| YOUR INSTRUCTIONS |
In the post about the churches Paul wrote to, who was the bishop of Rome to whom Dionysius of Corinth sent a letter?

Tuesday, September 26, 2017

What Became of the Churches Paul Wrote To

'Church of Mary' in Ephesus, site of the
Third Ecumenical Council in 431
Paul the apostle wrote his part of the New Testament in the form of letters to Christian groups in several cities or areas. Have you ever wondered what became of the churches on those places? Well, some people must (including me) because I received this question on Quora the other day...

Q: Were the churches Paul wrote letters to foundational to post-Biblical Christianity, for example, after Constantine?

A: Rome.

Rome is the most obvious foundational address Paul wrote to. The church father Irenaeus writing around AD 180 described the influence Rome had on post-biblical Christianity:
“For it is a matter of necessity that every Church should agree with this Church, on account of its pre-eminent authority,that is, the faithful everywhere,inasmuch as the apostolical tradition has been preserved continuously by those [faithful men] who exist everywhere.”
Against Heresies, Book 3, chapters 3-4 Irenaeus
Paul’s other destinations had varying degrees of influence after the apostles were gone. Here is some information I’ve put together on them:
The non-biblical (but quite orthodox) letter called 1 Clement was written to Corinth by a Roman church leader (probably before the last New Testament books were finished). This letter shows that the old issues of factionalism and quarreling which Paul had addressed continued among Corinthian Christians; referring to their letters from Paul, Clement rebukes some younger believers who have thrown off the leadership of the elders.
Eerdman’s Dictionary of the Bible, art. Corinth.
Dionysius, Bishop of Corinth around AD 170 wrote a letter preserved in the Church History of Eusebius to the bishop of Rome, Soter, defending the way churches in Achaea traditionally celebrated the feast later called easter, which then was a matter of debate in the church since Rome figured it differently.
Corinth was the capital of the province of Achaea and the bishop there oversaw the smaller churches in the province making him what Orthodox Christians call a metropolitan bishop. Corinth's bishops were present at many of the early church councils and so helped to formulate statements of what Christians do (and do not) believe that are still used to this day.

| DATA PROVIDED |
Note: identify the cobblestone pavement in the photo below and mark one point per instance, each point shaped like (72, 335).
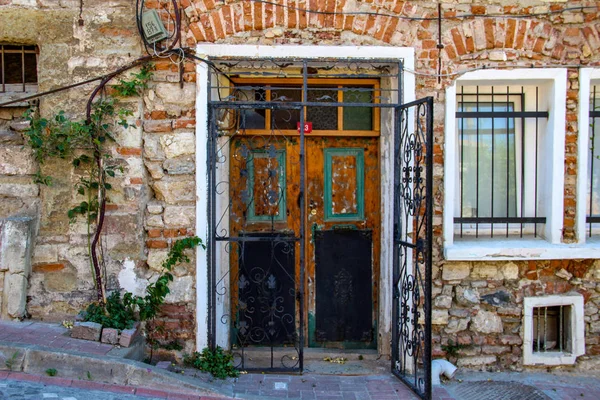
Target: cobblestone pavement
(17, 385)
(381, 385)
(17, 390)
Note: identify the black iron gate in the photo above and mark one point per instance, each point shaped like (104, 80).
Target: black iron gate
(256, 294)
(413, 212)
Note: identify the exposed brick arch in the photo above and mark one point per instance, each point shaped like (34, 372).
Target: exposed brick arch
(521, 38)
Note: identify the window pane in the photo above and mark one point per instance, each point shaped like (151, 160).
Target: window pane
(323, 118)
(358, 118)
(488, 162)
(285, 119)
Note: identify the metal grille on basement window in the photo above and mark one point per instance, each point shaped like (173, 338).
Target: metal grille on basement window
(18, 68)
(551, 329)
(593, 203)
(500, 135)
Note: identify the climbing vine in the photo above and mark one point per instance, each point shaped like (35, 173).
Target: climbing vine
(85, 142)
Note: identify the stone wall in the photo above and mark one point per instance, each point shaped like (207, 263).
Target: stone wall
(153, 203)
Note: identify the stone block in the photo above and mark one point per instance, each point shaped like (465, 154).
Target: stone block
(156, 258)
(175, 191)
(16, 294)
(455, 271)
(178, 144)
(439, 317)
(86, 331)
(179, 166)
(182, 290)
(487, 322)
(510, 271)
(477, 361)
(19, 190)
(172, 93)
(466, 296)
(110, 336)
(443, 301)
(500, 298)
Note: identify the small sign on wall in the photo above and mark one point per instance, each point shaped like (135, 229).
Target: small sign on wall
(307, 127)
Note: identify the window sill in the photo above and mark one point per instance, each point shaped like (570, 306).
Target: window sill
(518, 249)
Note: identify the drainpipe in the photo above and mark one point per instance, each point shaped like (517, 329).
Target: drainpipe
(441, 367)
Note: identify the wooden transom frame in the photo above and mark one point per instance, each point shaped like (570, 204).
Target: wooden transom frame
(331, 82)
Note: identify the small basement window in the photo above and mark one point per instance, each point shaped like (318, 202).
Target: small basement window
(18, 68)
(553, 330)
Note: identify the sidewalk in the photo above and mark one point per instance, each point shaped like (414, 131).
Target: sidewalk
(39, 346)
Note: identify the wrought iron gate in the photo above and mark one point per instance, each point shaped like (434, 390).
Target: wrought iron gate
(413, 212)
(255, 298)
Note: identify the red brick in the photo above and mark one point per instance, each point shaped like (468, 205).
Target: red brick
(217, 26)
(257, 20)
(510, 33)
(478, 10)
(158, 126)
(170, 233)
(198, 33)
(208, 30)
(157, 244)
(489, 34)
(226, 13)
(184, 123)
(129, 151)
(458, 42)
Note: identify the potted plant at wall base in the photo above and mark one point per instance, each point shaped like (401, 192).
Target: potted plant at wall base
(118, 320)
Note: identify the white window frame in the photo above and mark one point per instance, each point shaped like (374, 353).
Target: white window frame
(589, 247)
(404, 54)
(548, 245)
(576, 325)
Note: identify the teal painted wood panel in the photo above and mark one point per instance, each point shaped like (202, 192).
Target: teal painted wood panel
(358, 202)
(279, 193)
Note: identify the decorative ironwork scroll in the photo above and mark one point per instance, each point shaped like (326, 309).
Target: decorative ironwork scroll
(413, 211)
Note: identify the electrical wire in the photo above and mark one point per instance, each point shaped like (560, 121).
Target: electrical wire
(404, 17)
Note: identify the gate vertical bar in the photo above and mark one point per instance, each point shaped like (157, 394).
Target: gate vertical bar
(429, 245)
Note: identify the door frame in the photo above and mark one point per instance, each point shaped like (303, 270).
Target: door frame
(405, 92)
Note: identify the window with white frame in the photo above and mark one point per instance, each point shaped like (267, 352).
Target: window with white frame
(593, 167)
(504, 158)
(500, 139)
(18, 68)
(553, 329)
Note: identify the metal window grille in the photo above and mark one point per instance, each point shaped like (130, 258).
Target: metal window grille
(593, 203)
(499, 140)
(552, 329)
(18, 68)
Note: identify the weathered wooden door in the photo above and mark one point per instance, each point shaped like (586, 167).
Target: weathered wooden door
(343, 239)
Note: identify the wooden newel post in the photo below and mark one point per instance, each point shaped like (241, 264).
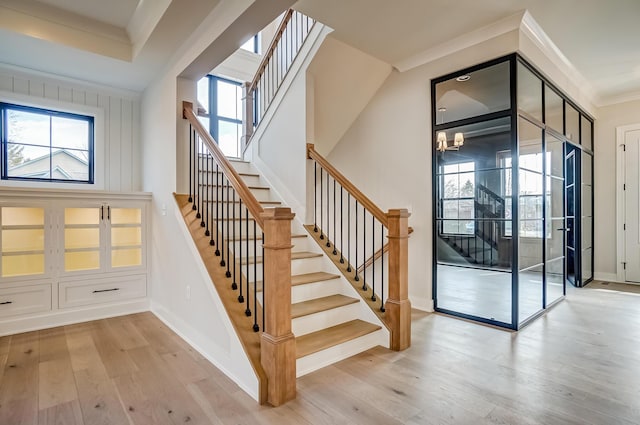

| THE COMPLETED TASK |
Soter